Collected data
* Start *

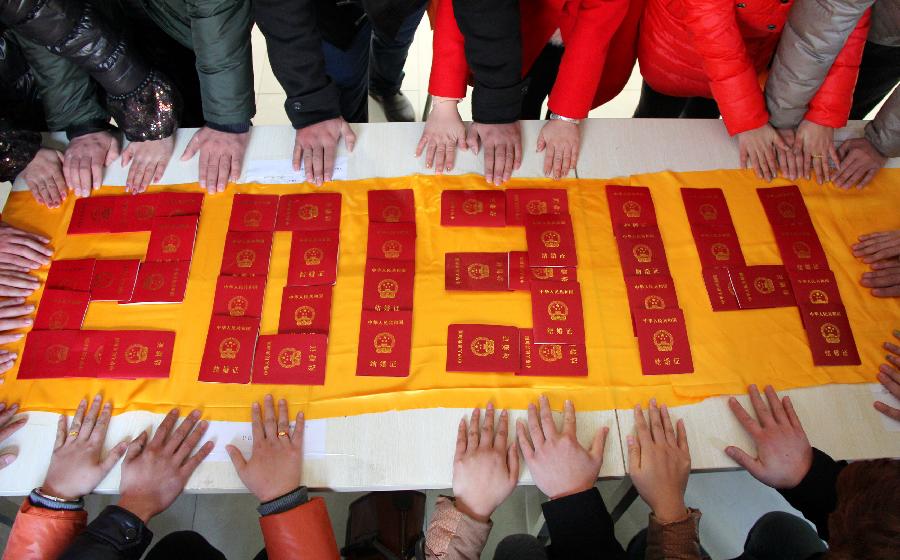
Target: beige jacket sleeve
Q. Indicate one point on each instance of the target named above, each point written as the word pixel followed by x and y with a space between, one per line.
pixel 454 536
pixel 679 540
pixel 884 131
pixel 812 39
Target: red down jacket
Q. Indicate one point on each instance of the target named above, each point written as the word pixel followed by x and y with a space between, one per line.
pixel 600 37
pixel 719 48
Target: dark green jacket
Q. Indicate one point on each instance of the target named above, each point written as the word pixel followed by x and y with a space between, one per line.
pixel 218 31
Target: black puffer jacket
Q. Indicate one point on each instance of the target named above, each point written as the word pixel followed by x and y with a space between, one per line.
pixel 143 101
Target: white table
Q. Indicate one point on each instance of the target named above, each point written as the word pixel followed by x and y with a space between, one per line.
pixel 414 449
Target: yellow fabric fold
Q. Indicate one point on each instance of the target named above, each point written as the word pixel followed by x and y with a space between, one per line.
pixel 730 349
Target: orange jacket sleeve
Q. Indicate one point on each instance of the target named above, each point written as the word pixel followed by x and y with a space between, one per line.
pixel 449 69
pixel 732 75
pixel 42 534
pixel 586 46
pixel 830 106
pixel 301 533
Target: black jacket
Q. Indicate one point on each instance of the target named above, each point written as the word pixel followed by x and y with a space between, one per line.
pixel 816 495
pixel 580 527
pixel 294 30
pixel 143 102
pixel 493 45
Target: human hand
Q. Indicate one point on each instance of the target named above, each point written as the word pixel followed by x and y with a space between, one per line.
pixel 221 157
pixel 76 467
pixel 21 250
pixel 559 465
pixel 784 453
pixel 502 145
pixel 787 161
pixel 154 474
pixel 148 162
pixel 316 144
pixel 560 139
pixel 815 144
pixel 889 377
pixel 14 314
pixel 8 427
pixel 85 158
pixel 444 132
pixel 861 161
pixel 275 467
pixel 758 147
pixel 485 466
pixel 44 178
pixel 659 463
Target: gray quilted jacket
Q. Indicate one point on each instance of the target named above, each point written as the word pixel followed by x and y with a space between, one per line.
pixel 814 35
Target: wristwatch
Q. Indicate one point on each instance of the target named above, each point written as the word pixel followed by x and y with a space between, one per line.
pixel 555 117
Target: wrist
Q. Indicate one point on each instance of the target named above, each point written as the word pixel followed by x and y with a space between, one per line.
pixel 571 492
pixel 51 491
pixel 138 507
pixel 477 514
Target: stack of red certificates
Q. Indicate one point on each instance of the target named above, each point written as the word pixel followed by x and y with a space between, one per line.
pixel 730 283
pixel 57 347
pixel 235 352
pixel 385 332
pixel 821 308
pixel 658 321
pixel 556 343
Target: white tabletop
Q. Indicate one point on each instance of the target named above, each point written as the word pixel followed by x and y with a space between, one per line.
pixel 414 449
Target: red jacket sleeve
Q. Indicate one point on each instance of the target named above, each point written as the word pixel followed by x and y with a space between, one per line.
pixel 42 534
pixel 830 106
pixel 732 75
pixel 449 70
pixel 301 533
pixel 596 21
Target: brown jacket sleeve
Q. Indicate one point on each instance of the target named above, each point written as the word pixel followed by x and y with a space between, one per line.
pixel 301 533
pixel 679 540
pixel 454 536
pixel 42 534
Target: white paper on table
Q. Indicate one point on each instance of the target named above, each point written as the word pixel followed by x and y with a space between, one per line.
pixel 281 171
pixel 882 394
pixel 240 435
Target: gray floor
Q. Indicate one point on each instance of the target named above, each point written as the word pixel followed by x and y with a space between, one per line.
pixel 730 501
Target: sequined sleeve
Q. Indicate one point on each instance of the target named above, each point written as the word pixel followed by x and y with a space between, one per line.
pixel 17 149
pixel 150 112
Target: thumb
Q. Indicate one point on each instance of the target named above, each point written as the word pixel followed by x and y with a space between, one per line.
pixel 190 149
pixel 114 455
pixel 237 458
pixel 634 453
pixel 113 152
pixel 750 464
pixel 349 136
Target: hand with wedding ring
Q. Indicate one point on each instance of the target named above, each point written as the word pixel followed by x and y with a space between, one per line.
pixel 276 465
pixel 77 466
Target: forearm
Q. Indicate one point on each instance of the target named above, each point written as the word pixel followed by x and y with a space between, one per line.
pixel 452 535
pixel 493 46
pixel 884 131
pixel 295 52
pixel 679 540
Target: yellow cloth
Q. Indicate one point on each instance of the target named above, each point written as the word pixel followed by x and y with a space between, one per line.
pixel 730 349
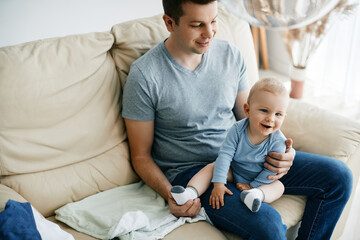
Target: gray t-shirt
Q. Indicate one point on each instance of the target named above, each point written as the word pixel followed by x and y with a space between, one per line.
pixel 192 110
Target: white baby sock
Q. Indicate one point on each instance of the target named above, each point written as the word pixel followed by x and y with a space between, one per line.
pixel 252 198
pixel 182 195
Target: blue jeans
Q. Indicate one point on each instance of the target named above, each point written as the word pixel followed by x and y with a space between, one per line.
pixel 326 182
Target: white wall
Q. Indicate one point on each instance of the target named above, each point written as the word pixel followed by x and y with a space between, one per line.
pixel 28 20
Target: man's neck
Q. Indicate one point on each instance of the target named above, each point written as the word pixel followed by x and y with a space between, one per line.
pixel 188 60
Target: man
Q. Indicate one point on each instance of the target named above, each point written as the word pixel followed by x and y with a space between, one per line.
pixel 179 101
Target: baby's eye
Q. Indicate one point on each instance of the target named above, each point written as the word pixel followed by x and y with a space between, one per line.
pixel 196 26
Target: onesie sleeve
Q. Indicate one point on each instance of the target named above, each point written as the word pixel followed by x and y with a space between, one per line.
pixel 277 144
pixel 225 157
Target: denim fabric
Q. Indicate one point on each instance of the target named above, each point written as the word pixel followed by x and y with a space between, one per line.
pixel 327 183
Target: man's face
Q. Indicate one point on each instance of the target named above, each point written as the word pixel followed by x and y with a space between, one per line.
pixel 196 28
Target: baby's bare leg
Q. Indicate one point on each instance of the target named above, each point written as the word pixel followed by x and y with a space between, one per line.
pixel 272 191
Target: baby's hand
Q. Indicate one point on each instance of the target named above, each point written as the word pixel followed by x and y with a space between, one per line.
pixel 217 195
pixel 243 186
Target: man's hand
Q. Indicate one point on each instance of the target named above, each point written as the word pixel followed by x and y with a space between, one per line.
pixel 280 163
pixel 217 195
pixel 190 209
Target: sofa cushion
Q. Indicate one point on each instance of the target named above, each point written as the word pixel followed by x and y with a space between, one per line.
pixel 61 135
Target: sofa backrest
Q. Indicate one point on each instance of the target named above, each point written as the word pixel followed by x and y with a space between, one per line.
pixel 134 38
pixel 61 135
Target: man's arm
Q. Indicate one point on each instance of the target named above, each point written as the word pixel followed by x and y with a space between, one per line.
pixel 141 136
pixel 279 163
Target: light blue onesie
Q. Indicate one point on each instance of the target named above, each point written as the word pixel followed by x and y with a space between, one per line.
pixel 192 110
pixel 246 159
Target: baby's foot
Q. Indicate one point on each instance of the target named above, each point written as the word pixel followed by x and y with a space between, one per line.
pixel 252 198
pixel 182 195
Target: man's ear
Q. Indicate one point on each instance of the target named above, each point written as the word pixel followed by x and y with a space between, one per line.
pixel 246 109
pixel 169 22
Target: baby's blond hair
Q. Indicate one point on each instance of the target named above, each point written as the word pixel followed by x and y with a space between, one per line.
pixel 272 85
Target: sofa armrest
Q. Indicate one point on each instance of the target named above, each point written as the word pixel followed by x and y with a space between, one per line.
pixel 319 131
pixel 7 193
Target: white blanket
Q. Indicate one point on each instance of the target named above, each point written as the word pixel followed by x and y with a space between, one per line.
pixel 129 212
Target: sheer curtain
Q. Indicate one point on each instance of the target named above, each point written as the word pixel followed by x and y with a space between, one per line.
pixel 334 70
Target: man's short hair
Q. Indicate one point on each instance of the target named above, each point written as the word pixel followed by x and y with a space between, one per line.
pixel 173 8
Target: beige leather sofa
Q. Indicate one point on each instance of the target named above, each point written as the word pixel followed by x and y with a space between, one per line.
pixel 62 137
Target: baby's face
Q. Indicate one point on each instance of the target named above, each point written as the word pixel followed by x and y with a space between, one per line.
pixel 267 112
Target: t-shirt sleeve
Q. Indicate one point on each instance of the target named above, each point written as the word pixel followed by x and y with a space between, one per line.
pixel 136 102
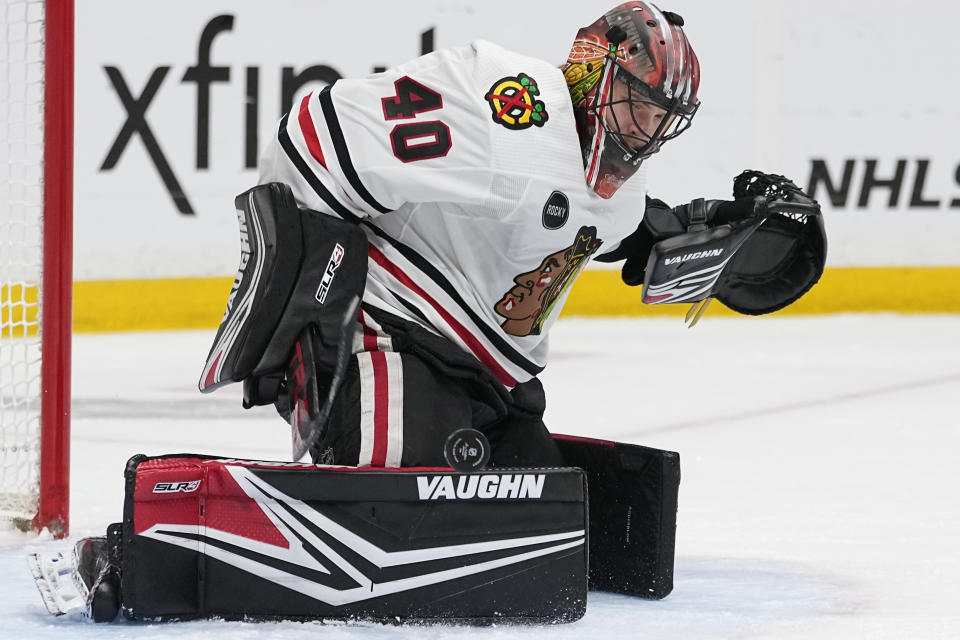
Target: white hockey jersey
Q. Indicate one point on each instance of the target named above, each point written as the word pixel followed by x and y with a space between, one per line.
pixel 464 168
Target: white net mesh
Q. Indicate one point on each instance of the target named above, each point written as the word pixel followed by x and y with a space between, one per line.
pixel 21 220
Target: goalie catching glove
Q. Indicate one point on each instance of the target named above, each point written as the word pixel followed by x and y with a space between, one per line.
pixel 756 254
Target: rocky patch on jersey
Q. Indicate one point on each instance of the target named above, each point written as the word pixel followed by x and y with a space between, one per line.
pixel 529 303
pixel 556 211
pixel 513 103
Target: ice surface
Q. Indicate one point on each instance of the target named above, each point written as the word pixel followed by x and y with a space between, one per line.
pixel 819 461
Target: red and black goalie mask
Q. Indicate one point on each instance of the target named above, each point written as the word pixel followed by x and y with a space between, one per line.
pixel 633 78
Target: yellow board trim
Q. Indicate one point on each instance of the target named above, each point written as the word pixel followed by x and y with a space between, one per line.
pixel 198 303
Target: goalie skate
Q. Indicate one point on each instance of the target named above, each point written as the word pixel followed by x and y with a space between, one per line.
pixel 53 574
pixel 87 581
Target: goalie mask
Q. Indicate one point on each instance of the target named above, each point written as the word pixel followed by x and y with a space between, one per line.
pixel 633 78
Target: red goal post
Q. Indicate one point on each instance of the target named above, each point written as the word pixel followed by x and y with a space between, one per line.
pixel 36 281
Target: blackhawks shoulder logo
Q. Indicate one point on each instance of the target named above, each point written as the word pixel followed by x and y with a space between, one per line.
pixel 514 104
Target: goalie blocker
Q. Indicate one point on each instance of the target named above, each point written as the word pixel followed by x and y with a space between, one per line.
pixel 213 537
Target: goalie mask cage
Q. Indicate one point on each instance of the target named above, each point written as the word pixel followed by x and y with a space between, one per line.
pixel 36 253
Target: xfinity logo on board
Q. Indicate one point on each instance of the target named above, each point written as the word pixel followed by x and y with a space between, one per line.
pixel 485 487
pixel 204 74
pixel 176 487
pixel 335 259
pixel 699 255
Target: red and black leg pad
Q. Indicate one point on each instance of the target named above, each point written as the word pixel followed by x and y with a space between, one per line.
pixel 633 513
pixel 297 267
pixel 212 537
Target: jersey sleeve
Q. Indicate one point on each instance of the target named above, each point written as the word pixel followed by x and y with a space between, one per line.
pixel 365 147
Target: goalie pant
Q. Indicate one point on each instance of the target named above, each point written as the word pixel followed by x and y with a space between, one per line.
pixel 406 390
pixel 213 537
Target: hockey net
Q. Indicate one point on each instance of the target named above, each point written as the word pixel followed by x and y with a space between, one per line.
pixel 36 152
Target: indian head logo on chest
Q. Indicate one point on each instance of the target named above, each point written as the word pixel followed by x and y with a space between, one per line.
pixel 528 304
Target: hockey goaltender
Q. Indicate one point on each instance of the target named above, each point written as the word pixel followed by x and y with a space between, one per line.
pixel 413 238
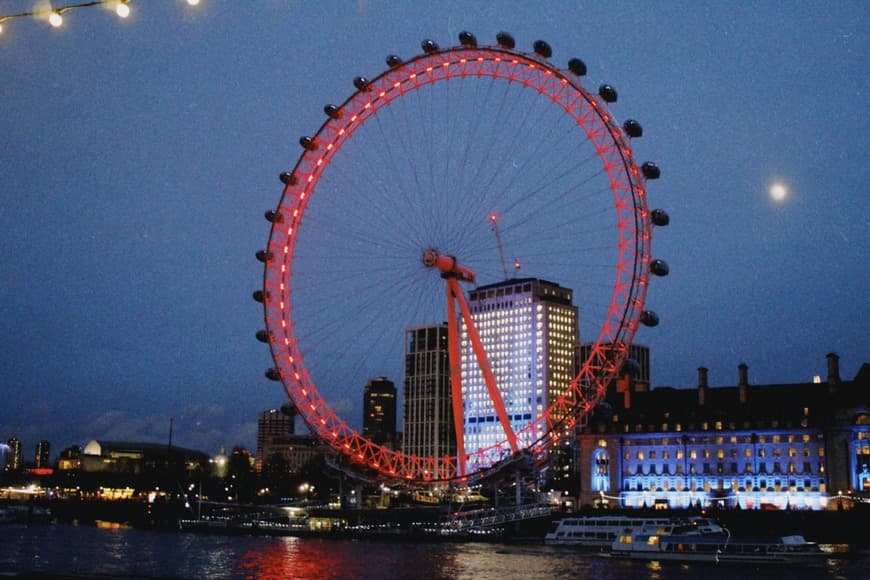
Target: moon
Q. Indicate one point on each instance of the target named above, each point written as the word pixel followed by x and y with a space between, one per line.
pixel 778 192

* End *

INSTRUCTIONS FOR THE TASK:
Write out exactly, and nothing more than, the lines of the entries above from the line containing "Target: hockey net" through the final line; omit any pictures.

OUTPUT BELOW:
Target: hockey net
Q. Indicate one point on each instance of the target named above, each point written as the word pixel followed by x and y with a space between, one per line.
pixel 36 152
Target: indian head logo on chest
Q. Indicate one point on each instance of the target named above, each point written as the word pixel followed by x and y with a space between, one per line.
pixel 528 304
Target: hockey goaltender
Q. Indicate one point on each instance of the target named above, each point written as the word pixel followed by x and y with a space between, one per line.
pixel 413 238
Target: moon
Q. Indicate one point on each instance of the target named above, each point written as the word pixel followed by x and y with a space between, one per line.
pixel 778 192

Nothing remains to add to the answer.